- Requirements
Reproduce the following material exactly, including every line.

+++

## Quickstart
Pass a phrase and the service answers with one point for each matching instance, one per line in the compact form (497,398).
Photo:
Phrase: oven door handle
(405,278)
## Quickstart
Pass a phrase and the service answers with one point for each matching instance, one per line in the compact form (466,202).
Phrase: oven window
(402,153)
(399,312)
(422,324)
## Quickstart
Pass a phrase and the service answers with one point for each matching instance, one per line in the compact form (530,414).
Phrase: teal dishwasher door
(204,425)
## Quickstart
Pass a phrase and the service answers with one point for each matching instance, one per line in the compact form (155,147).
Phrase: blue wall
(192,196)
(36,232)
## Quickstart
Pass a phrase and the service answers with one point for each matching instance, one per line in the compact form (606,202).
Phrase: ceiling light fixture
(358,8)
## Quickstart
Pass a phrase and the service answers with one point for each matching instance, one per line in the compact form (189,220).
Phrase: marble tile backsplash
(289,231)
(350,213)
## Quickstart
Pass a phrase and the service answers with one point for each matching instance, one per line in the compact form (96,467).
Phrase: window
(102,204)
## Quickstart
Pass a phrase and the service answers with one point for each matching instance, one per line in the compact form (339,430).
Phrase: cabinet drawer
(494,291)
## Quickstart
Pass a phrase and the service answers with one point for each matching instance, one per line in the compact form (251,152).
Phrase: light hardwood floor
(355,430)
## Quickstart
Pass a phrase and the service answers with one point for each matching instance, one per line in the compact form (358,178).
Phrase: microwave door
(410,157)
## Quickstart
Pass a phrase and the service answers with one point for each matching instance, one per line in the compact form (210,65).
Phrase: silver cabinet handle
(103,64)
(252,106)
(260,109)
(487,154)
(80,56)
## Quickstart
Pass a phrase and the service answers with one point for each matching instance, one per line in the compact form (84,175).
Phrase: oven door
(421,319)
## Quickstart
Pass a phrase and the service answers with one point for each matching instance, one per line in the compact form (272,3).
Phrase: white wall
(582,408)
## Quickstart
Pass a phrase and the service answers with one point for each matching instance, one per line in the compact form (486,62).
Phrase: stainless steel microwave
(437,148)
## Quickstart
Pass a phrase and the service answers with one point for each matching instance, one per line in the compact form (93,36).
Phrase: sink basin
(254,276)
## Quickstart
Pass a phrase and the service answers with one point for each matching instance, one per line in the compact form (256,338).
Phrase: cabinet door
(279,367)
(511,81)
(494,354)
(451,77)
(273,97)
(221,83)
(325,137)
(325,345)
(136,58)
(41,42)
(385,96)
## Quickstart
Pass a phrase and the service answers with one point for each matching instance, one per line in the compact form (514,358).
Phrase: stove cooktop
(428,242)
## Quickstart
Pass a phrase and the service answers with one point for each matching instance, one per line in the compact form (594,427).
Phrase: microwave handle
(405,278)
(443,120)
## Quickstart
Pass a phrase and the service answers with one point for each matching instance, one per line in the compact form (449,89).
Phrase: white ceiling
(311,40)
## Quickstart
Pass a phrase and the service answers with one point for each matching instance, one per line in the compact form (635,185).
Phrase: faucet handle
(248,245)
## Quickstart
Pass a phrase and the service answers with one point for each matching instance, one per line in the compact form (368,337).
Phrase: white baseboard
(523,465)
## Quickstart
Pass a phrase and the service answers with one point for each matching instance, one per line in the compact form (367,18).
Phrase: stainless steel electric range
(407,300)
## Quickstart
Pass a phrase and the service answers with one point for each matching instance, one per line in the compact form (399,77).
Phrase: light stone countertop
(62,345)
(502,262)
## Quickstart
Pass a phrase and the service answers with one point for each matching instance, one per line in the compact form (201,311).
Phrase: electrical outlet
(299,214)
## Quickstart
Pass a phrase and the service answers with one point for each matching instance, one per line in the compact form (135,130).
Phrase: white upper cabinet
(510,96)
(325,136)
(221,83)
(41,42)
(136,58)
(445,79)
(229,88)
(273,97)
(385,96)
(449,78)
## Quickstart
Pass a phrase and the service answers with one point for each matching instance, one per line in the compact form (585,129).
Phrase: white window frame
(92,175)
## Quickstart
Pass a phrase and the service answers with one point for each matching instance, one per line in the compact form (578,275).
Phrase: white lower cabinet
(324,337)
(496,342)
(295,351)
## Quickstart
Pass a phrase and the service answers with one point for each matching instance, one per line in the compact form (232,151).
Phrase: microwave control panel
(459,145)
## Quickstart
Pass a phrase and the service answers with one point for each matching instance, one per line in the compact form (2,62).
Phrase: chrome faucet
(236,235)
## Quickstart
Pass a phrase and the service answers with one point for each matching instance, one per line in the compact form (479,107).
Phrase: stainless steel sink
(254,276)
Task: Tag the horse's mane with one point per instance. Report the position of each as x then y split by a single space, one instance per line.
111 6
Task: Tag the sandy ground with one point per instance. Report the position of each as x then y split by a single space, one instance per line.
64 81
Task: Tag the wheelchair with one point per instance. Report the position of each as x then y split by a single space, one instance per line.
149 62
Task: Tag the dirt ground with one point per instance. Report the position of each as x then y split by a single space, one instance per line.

+++

- Response
## Quickstart
Pass a phrase and the service answers with one point for each matching instance, one per line in the compact form (497,398).
Photo:
Phrase: oven door handle
(405,278)
## Quickstart
Pass a phrase and the service answers with one point for each matching instance, one per line in the compact form (466,202).
Phrase: oven window
(402,153)
(399,312)
(422,324)
## Quickstart
Pass a phrase and the service answers with one point for each matching instance, one per line in the compact form (530,414).
Phrase: teal dishwasher door
(204,425)
## Quickstart
Pass a phrase and the service answers with one point for each matching instance, one per line in the compact form (155,147).
Phrase: blue wall
(192,196)
(36,232)
## Quickstart
Pass a phrase and the service answers with one point for each matching instance, one per line in the compact form (606,202).
Phrase: ceiling light fixture
(358,8)
## Quickstart
Pass a phrase and the service answers with one point for each matching instance, one per line in the compact form (189,220).
Phrase: marble tile backsplash
(289,231)
(350,213)
## Quickstart
Pass a phrase and the service answers with one point for each matching instance, one per line in the compact form (96,467).
Phrase: window
(102,204)
## Quickstart
Pass a phrase and the service answers with one point for each matching instance, one per line in the compact form (339,430).
Phrase: cabinet drawer
(494,291)
## Quickstart
Pass a phrase and the service answers with one point for each matching instance, one per line in the compact form (251,152).
Phrase: light hardwood floor
(355,430)
## Quickstart
Pass a phrase and the service answers with one point for each matching instance, one per line in the compact form (358,178).
Phrase: microwave door
(410,157)
## Quickstart
Pass a phrase and the service answers with one point for each matching instance, one per line in the compact form (210,65).
Phrase: silver cabinet handle
(103,64)
(252,106)
(260,109)
(487,154)
(80,56)
## Quickstart
Pass a phrase and the service answers with one point for each matching instance, one per line in the compact form (84,175).
Phrase: oven door
(421,319)
## Quickstart
Pass a phrase and the service answers with one point for each matching instance, one per line in the compact form (272,3).
Phrase: white wall
(582,408)
## Quickstart
Pass a phrase and the service answers with one point for each matching instance, one per line in the compact form (486,62).
Phrase: stainless steel microwave
(437,148)
## Quickstart
Pass a phrase and the service answers with one point for each matching instance, one per line in the compact form (93,36).
Phrase: sink basin
(254,276)
## Quickstart
Pass a phrase and the service answers with one point for each matching instance, one per line in the compact form (256,338).
Phrase: cabinet door
(279,367)
(511,81)
(494,354)
(451,77)
(273,97)
(221,83)
(325,137)
(325,345)
(136,58)
(41,42)
(385,96)
## Quickstart
Pass a phrase and the service answers with one point for each matching instance, one per line in the compact form (514,358).
Phrase: stove cooktop
(428,242)
## Quickstart
Pass a phrase and the service answers with one point for each matching instance, one per line in the compact form (594,427).
Phrase: microwave handle
(405,278)
(443,120)
## Quickstart
Pass a phrase and the service answers with one point for each matching instance, one per line in the compact form (449,89).
Phrase: white ceiling
(311,40)
## Quickstart
Pass a phrase and the service answers with one point for each matching instance, one per line in the compact form (635,185).
Phrase: faucet handle
(248,245)
## Quickstart
Pass a phrase and the service answers with one point for each matching instance, one per line in the compact form (368,337).
Phrase: white baseboard
(523,465)
## Quickstart
Pass a phrase and the service answers with one point for each matching instance, one per line in the compact form (367,18).
Phrase: stainless steel electric range
(407,300)
## Quickstart
Pass a phrase and the service answers with one point for each matching instance, one per line in the compact form (399,77).
Phrase: light stone countertop
(62,345)
(502,262)
## Quickstart
Pass a phrase and the service answers with one point for each matching instance, one per line in the compact form (201,311).
Phrase: electrical outlet
(299,214)
## Quickstart
Pass a phrase and the service answers with one point for each matching instance, one per line in the compact form (135,130).
Phrase: white upper cabinet
(510,96)
(325,136)
(221,83)
(41,42)
(136,58)
(445,79)
(229,88)
(273,97)
(385,96)
(449,78)
## Quickstart
Pass a phrase and the service answers with one point for each matching instance, one per line in the compact form (585,129).
Phrase: white window frame
(92,175)
## Quickstart
Pass a phrase and the service answers with one point for each matching instance, one per line in the compact form (578,275).
Phrase: white lower cabinet
(324,337)
(496,342)
(295,351)
## Quickstart
Pass a phrase and the service answers with one point for each matching instance, one per line in the compact form (232,151).
Phrase: microwave control panel
(459,145)
## Quickstart
Pass a phrase and the service answers with one point for each matching instance, one per line in the compact form (2,62).
Phrase: chrome faucet
(236,235)
## Quickstart
Pass a phrase and the service answers with one point for each matching instance, one per line in the compact form (479,107).
Phrase: stainless steel sink
(254,276)
Task: Tag the horse's mane with one point per instance. Report the position of each as x then y split by a single space, one instance per line.
111 6
Task: Tag the sandy ground with one point per instance. Report the position of each as x then y split by a single space, one instance per line.
64 81
Task: Tag the wheelchair with one point per instance. Report the position of each as x then y split by a single space, one instance per line.
149 62
Task: Tag the dirt ground with one point per instance. Report the position of each as x then y split by a single space, one instance per line.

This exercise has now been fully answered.